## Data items
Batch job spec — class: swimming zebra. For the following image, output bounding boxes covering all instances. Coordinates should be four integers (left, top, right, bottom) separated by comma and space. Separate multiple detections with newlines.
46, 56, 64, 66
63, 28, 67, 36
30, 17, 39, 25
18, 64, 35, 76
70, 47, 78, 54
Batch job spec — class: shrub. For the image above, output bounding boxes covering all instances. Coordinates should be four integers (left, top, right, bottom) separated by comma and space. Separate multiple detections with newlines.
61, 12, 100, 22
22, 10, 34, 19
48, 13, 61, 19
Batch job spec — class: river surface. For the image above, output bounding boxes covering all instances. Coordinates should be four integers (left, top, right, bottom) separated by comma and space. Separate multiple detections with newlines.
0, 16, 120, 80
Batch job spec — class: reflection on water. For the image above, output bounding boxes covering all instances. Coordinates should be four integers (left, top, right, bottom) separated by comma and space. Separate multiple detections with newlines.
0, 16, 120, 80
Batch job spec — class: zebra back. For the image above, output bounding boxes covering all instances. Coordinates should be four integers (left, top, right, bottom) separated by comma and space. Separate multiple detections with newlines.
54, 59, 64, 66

## Work request
Output every record verbatim.

## Answer to this task
Batch job spec — class: swimming zebra. For the following image, output bounding boxes covering all instances. Coordinates should be four integers (left, top, right, bottom) separated by comma and space. Separate multiple detections with newlines.
46, 56, 64, 66
63, 28, 67, 36
30, 17, 39, 25
18, 64, 35, 76
70, 47, 78, 54
Batch job spec — class: shrub. For the image above, output bounding boxes covering all instances. Coordinates should be four integers (left, top, right, bottom) separated by comma and space. Separate multiple detections with newlines.
61, 12, 100, 22
22, 10, 34, 19
48, 13, 61, 19
Batch job spec — class: river surface. For the image above, output bounding boxes covering all instances. Coordinates should be four integers (left, top, right, bottom) separated by comma and space. Separate multiple detections with newlines.
0, 16, 120, 80
Batch job spec — class: reflection on water. For the image above, output bounding boxes covering all instances. Coordinates should be four integers (left, top, right, bottom) separated by comma and space. Separate multiple detections with newlines.
0, 16, 120, 80
Batch job spec — class: zebra back. For the image above, output bounding boxes covering all instances. Coordinates should be four integers (left, top, right, bottom) separated by comma and space. Separate multiple detections with newlines.
54, 59, 64, 66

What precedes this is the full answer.